[begin INPUT DATA]

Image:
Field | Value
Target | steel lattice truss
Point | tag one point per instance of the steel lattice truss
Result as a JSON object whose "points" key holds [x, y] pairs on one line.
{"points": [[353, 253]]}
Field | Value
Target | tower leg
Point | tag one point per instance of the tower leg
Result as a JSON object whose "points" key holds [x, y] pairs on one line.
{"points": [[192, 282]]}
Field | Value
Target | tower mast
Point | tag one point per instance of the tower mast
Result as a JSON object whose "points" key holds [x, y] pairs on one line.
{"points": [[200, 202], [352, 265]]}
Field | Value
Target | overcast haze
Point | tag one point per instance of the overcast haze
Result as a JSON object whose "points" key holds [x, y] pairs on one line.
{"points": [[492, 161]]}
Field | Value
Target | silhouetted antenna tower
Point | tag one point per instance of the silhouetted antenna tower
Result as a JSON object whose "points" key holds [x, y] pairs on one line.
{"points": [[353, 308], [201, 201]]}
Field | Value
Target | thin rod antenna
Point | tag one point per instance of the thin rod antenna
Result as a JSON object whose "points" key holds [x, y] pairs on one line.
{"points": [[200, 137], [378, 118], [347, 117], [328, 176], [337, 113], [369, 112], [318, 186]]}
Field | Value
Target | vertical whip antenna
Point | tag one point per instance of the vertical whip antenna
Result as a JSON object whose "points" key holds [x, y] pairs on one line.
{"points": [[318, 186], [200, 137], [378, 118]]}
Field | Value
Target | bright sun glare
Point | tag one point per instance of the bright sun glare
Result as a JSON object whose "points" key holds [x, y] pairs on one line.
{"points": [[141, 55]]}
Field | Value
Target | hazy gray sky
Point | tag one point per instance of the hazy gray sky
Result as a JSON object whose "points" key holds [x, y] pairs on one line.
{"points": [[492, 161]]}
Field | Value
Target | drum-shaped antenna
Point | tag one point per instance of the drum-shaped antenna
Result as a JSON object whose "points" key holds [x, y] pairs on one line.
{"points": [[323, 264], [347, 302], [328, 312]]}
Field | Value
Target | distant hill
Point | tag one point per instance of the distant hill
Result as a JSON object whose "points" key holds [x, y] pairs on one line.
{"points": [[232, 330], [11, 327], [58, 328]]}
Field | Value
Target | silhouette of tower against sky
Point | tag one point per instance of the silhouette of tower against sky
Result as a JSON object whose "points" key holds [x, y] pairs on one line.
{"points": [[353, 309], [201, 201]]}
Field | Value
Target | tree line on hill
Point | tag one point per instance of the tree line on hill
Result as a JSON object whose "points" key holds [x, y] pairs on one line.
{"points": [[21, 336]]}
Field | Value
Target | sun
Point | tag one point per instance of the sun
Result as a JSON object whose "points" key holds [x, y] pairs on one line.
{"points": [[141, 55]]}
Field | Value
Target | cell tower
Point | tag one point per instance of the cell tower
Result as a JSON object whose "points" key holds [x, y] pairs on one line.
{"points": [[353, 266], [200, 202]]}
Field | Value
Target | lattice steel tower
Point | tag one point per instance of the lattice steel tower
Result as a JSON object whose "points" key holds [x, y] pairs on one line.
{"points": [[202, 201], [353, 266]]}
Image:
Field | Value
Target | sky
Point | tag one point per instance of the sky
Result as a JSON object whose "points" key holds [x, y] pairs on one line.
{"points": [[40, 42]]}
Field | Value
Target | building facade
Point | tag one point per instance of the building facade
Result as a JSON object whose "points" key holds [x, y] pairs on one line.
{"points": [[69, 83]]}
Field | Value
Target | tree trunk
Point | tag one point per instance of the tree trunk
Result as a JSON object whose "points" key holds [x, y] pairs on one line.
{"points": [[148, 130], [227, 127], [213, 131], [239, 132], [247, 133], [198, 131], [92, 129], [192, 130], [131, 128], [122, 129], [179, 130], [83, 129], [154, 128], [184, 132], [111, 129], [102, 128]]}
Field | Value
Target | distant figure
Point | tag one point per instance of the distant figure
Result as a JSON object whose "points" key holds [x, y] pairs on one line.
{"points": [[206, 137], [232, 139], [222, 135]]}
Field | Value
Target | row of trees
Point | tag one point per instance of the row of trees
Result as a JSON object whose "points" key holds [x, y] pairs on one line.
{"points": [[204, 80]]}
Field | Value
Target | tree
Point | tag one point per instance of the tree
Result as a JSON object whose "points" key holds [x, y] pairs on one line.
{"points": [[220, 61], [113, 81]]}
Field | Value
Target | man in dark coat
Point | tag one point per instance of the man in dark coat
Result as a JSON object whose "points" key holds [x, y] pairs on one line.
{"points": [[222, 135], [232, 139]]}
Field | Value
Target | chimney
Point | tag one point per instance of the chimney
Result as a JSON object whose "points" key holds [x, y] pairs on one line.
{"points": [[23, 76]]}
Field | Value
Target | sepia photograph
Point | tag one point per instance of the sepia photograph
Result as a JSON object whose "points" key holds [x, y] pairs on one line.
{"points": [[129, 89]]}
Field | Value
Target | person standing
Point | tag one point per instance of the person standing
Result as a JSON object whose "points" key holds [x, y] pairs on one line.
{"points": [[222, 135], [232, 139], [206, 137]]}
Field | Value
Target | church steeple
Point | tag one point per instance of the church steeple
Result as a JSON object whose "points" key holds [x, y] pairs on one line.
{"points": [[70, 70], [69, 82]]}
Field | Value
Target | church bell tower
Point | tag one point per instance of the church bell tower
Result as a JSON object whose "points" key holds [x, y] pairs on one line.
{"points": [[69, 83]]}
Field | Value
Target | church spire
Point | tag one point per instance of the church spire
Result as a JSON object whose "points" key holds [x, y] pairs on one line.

[end INPUT DATA]

*STATED PROBLEM:* Return all of the above records exactly, leaving no line out.

*ANSWER IN FULL:*
Image:
Field | Value
Target | steel lattice truss
Point | tag one point per instance of the steel lattice truss
Result as a JSON object whose "points" key holds [x, y] pairs on one line.
{"points": [[353, 253]]}
Field | Value
Target | tower leg
Point | tag one point per instance of the tower leg
Result as a JSON object whose "points" key holds [x, y] pairs on one line.
{"points": [[192, 282]]}
Field | Value
Target | tower mast
Point | tag one point per instance of the tower mast
Result as a JSON object whose "points" key holds [x, y] pairs on one line.
{"points": [[200, 202], [352, 265]]}
Field | Value
Target | overcast haze
Point | tag one point per instance of the overcast haze
Result as a JSON object whose "points" key holds [x, y] pairs on one line.
{"points": [[492, 161]]}
Field | Value
Target | silhouetted antenna tower
Point | tag one point per instance of the silhouetted antenna tower
Result as a JSON object whose "points" key holds [x, y] pairs on one line.
{"points": [[353, 308], [201, 201]]}
Field | Value
Target | thin rod antenna
Point | tag one point per instance of the thin rod antenna
Result as a JSON object whose "points" key holds [x, y] pairs on one line.
{"points": [[200, 137], [378, 118], [347, 117], [328, 176], [337, 113], [369, 112], [318, 186]]}
Field | Value
Target | vertical whip antenna
Point | tag one point per instance of the vertical whip antenna
Result as a JSON object whose "points" key holds [x, y] pairs on one line.
{"points": [[318, 186], [200, 137], [378, 118]]}
Field | Value
Target | bright sun glare
Point | tag one point per instance of the bright sun glare
Result as a JSON object whose "points" key holds [x, y] pairs on one line.
{"points": [[141, 55]]}
Field | Value
Target | hazy gray sky
Point | tag one point per instance of the hazy gray sky
Result as a JSON object whose "points" key holds [x, y] pairs on one line.
{"points": [[492, 161]]}
Field | Value
Target | drum-shaped antenna
Point | tag one point per instance of the drum-shaped antenna
Result as a JSON object whose "points" key holds [x, y] pairs on one line.
{"points": [[323, 264], [347, 302], [328, 312]]}
Field | Value
Target | distant hill
Point | tag one point per instance of the distant hill
Result as a JSON object whose "points" key holds [x, y] pairs on one line.
{"points": [[232, 330], [11, 327], [58, 328]]}
Field | Value
Target | silhouette of tower against sky
Point | tag one point per instance of the silhouette of tower against sky
Result as a JSON object whose "points" key holds [x, y] pairs on one line.
{"points": [[353, 309], [201, 201]]}
Field | Value
Target | tree line on hill
Point | tag one point per instance of the tree line on hill
Result as a JSON object whose "points" key holds [x, y] pairs on one line.
{"points": [[21, 336]]}
Field | Value
Target | sun
Point | tag one point per instance of the sun
Result as a JSON object whose "points" key holds [x, y] pairs on one line.
{"points": [[141, 55]]}
Field | Value
Target | cell tower
Point | tag one point per instance of the cell tower
Result as a JSON object whose "points" key holds [x, y] pairs on one line.
{"points": [[353, 266], [200, 202]]}
Field | Value
Target | lattice steel tower
Point | tag one point per instance of the lattice steel tower
Result as a JSON object whose "points" key holds [x, y] pairs on one line.
{"points": [[202, 201], [353, 266]]}
Image:
Field | Value
Target | sky
Point | tag one point per instance of the sky
Result as a JSON object whose "points" key holds [x, y] pairs on one line.
{"points": [[40, 42]]}
Field | Value
Target | building facade
Point | tag one point per instance of the building facade
Result as a JSON object whose "points" key holds [x, y] pairs on one line.
{"points": [[69, 83]]}
Field | Value
Target | tree trunk
Point | tag one point per instance of the tree trunk
Result as a JSON object whose "points" key holds [x, y] pairs on one line.
{"points": [[148, 130], [227, 127], [213, 131], [239, 132], [247, 133], [198, 131], [92, 129], [192, 130], [131, 128], [122, 129], [179, 130], [83, 129], [154, 128], [184, 132], [111, 129], [102, 128]]}
Field | Value
Target | distant figure
Point | tag one point per instance of the distant figure
Result as a JSON object whose "points" key holds [x, y] pairs on one line.
{"points": [[206, 137], [232, 139], [222, 135]]}
Field | Value
Target | row of trees
Point | tag one point per instance of the row of trees
Result as a JSON object whose "points" key holds [x, y] pairs on one line.
{"points": [[204, 80]]}
Field | Value
Target | tree
Point | tag one point per instance of the tree
Result as a JSON object whose "points" key holds [x, y] pairs on one line.
{"points": [[220, 61], [113, 81]]}
Field | Value
Target | man in dark coat
Point | tag one point per instance of the man in dark coat
Result as a JSON object whose "points" key holds [x, y] pairs on one line.
{"points": [[222, 135], [232, 139]]}
Field | Value
Target | chimney
Point | tag one point per instance of the chimney
Result as a JSON object whose "points" key holds [x, y] pairs on one line.
{"points": [[23, 76]]}
Field | Value
Target | sepia photograph
Point | tag one point per instance of the sepia photograph
Result as a JSON object whose "points" key holds [x, y] pairs on one line.
{"points": [[129, 89]]}
Field | Value
Target | person standing
Point | tag one point per instance of the person standing
Result as a JSON object whose "points" key holds [x, y] pairs on one line.
{"points": [[222, 135], [232, 139], [206, 137]]}
Field | Value
Target | church steeple
Point | tag one point per instance of the church steeple
Result as a JSON object whose "points" key holds [x, y] pairs on one line.
{"points": [[70, 70], [69, 82]]}
Field | Value
Target | church bell tower
Point | tag one point per instance of the church bell tower
Result as a JSON object whose "points" key holds [x, y] pairs on one line.
{"points": [[69, 83]]}
Field | Value
Target | church spire
Point | tag one point per instance of the church spire
Result as a JSON object whose "points" key holds [x, y] pairs on one line.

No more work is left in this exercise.